Records from a dataset
···

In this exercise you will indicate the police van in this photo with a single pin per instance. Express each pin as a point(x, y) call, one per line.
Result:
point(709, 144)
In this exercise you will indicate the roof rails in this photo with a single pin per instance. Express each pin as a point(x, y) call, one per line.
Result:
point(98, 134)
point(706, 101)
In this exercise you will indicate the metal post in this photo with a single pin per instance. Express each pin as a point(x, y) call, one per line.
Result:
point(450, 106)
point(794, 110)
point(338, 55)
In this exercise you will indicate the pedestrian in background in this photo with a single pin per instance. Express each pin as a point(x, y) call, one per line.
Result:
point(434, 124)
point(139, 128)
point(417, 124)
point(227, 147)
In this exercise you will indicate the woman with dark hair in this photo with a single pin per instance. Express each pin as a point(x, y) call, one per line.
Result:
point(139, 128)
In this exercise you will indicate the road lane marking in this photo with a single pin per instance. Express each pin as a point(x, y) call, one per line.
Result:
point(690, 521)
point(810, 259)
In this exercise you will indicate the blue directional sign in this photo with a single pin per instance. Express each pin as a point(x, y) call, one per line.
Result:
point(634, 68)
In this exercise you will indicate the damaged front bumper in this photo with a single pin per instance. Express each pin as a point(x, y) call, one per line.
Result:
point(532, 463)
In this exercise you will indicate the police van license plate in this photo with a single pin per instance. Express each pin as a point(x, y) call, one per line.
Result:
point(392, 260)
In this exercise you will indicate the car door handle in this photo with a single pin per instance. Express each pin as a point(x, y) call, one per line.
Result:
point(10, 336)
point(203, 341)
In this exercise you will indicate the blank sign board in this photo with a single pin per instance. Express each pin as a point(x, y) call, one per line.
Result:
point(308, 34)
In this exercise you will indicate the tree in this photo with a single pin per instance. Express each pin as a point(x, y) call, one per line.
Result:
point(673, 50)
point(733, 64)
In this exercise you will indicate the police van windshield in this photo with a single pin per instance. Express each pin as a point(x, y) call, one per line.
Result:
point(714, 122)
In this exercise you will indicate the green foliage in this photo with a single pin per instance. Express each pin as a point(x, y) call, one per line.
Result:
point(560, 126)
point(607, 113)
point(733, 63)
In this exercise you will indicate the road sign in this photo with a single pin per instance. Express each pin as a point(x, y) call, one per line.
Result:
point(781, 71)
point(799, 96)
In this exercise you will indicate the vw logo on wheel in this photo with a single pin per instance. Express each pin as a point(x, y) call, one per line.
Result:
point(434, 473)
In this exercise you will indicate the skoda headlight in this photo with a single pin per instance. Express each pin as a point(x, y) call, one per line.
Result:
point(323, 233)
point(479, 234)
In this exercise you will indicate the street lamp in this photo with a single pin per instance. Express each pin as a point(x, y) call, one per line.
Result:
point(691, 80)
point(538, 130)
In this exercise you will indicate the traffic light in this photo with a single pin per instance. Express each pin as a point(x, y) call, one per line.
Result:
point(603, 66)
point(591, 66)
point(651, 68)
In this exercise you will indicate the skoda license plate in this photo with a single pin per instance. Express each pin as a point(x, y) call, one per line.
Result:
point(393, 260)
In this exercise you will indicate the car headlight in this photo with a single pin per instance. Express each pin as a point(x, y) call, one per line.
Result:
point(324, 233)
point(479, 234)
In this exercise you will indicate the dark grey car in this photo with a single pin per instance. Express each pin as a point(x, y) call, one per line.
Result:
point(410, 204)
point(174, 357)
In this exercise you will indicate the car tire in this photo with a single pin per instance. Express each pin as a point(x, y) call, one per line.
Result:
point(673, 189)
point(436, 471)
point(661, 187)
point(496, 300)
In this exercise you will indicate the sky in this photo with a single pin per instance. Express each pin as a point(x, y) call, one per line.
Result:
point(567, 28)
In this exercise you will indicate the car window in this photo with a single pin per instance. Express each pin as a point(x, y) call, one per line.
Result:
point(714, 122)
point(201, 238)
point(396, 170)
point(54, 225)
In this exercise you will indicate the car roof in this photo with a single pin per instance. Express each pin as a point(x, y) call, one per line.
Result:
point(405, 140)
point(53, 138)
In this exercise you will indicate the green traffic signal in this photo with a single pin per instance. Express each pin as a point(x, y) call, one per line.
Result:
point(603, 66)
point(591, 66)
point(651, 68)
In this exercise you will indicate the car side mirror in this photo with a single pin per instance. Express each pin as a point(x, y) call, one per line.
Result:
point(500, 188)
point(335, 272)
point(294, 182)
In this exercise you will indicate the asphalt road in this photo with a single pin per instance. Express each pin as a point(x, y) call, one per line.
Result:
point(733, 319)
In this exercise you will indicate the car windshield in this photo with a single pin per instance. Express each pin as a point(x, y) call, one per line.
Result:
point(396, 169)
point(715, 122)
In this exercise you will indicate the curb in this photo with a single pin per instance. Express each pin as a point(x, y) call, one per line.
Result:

···

Directions —
Only lines of the data holding the word "roof" go in the answer. Please copy each of them.

Solution below —
In this exercise you will indicate the roof rails in this photo with a single pin per instance. Express each pin as a point(x, y) call, one per line.
In this exercise you will indicate the car roof in this photo with a single pin per instance. Express each pin as a point(x, y) call, one per line.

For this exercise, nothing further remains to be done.